--- Teks Bacaan ---
%%
Jisman berkata, distrubusi alat penanak nasi akan dilakukan oleh PT Pos Indonesia. Seluruh alat penanak nasi, kata dia, ditargetkan tuntas dibagikan pada pekan ketiga Januari 2024.
"Keterbatasan waktu dalam pelaksanaan program yang baru dimulai pertengahan Oktober 2023, pemenuhan kelengkapan persyaratan usulan calon penerima, serta kondisi geografis dan cuaca dalam pelaksanaan verifikasi lapangan, merupakan tantangan tersendiri dalam penyelesaian program di tahun anggaran 2023," kata Jisman.
Terdapat lima perusahaan yang lolos dalam proses pengadaan alat penanak nasi, yaitu Cosmos, Maspion, Miyako, Sanken, dan Sekai.
Penanak nasi listrik yang dibeli ESDM dari lima korporasi ini berkapasitas 1,8 sampai 2 liter.
Jisman berkata, lima korporasi pemilik merek itu dipilih karena memenuhi syarat yang ditentukan Menteri ESDM, yaitu hemat energi dan mencantumkan label Standar Nasional Indonesia.
Selain itu, kata Jisman, produk dari lima merek itu juga memenuhi batas komponen produksi dalam negeri.
Program pembagian alat penanak nasi ini sejak awal diklaim Kementerian ESDM untuk mengatasi tiga persoalan sekaligus.
Pertama, kelebihan pasokan listrik yang dialami Indonesia. Kedua, menekan impor elpiji yang biaya subsidinya membebani anggaran negara. Dan isu ketiga, mengenai transisi Indonesia menggunakan energi bersih.
Menurut data Kementerian ESDM, hingga tahun 2022 Indonesia telah kelebihan pasokan listrik setidaknya enam gigawatt. Pasokan listrik berlebih ini berpusat di Jawa, Bali, dan Sumatra, salah satu karena program 35 ribu megawatt.
%%
Entri yang diambil dari sebuah koleksi:
%%
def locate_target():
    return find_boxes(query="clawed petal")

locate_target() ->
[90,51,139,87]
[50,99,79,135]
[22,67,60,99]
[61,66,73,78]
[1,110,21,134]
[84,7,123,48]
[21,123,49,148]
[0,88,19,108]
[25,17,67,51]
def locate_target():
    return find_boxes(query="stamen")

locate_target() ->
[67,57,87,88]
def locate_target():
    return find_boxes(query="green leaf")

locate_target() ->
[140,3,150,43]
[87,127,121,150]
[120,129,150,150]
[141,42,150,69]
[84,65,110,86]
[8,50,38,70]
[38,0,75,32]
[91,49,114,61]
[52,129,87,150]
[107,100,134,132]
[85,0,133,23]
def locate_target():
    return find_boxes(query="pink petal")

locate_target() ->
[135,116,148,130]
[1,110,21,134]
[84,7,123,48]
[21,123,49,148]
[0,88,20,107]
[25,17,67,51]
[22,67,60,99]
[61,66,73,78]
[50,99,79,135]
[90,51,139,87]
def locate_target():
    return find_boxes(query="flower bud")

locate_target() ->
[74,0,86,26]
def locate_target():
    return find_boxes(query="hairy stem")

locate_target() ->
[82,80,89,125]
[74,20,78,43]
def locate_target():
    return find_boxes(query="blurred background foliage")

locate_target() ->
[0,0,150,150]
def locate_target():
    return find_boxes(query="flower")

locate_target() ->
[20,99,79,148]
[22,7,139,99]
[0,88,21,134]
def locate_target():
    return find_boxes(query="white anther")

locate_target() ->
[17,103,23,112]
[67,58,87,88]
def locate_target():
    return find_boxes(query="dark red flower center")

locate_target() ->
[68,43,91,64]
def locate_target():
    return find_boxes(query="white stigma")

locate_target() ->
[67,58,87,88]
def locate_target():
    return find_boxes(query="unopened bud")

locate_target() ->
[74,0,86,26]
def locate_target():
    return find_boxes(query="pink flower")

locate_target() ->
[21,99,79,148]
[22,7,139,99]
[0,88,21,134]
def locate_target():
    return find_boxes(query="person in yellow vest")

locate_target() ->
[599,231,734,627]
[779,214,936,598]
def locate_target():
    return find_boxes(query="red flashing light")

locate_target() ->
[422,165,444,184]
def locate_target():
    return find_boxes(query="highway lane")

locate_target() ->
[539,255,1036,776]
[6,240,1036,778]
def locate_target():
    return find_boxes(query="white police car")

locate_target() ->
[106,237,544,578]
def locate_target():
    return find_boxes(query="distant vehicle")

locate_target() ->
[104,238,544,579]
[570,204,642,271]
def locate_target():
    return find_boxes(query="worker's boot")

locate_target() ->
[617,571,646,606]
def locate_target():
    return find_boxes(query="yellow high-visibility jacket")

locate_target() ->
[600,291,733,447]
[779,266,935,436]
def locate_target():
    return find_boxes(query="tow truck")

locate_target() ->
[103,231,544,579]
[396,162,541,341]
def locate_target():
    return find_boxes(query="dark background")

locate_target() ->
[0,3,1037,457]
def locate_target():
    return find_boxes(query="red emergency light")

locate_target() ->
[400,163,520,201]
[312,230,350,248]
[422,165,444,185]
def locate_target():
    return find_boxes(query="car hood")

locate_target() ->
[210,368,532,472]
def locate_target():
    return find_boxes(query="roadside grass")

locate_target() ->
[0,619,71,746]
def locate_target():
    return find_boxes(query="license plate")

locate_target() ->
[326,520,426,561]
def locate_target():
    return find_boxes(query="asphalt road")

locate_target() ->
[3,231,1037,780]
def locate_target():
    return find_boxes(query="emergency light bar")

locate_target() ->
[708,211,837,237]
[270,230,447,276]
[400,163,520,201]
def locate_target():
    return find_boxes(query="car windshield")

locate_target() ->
%%
--- Permintaan yang Diberikan ---
Dapatkah Anda menuliskan kembali bagian bacaan tentang pembagian alat penanak nasi, mulai dari "Program pembagian alat" hingga "menggunakan energi bersih.", tanpa mengubah satu kata pun?

--- Contoh Jawaban ---
Program pembagian alat penanak nasi ini sejak awal diklaim Kementerian ESDM untuk mengatasi tiga persoalan sekaligus.
Pertama, kelebihan pasokan listrik yang dialami Indonesia. Kedua, menekan impor elpiji yang biaya subsidinya membebani anggaran negara. Dan isu ketiga, mengenai transisi Indonesia menggunakan energi bersih.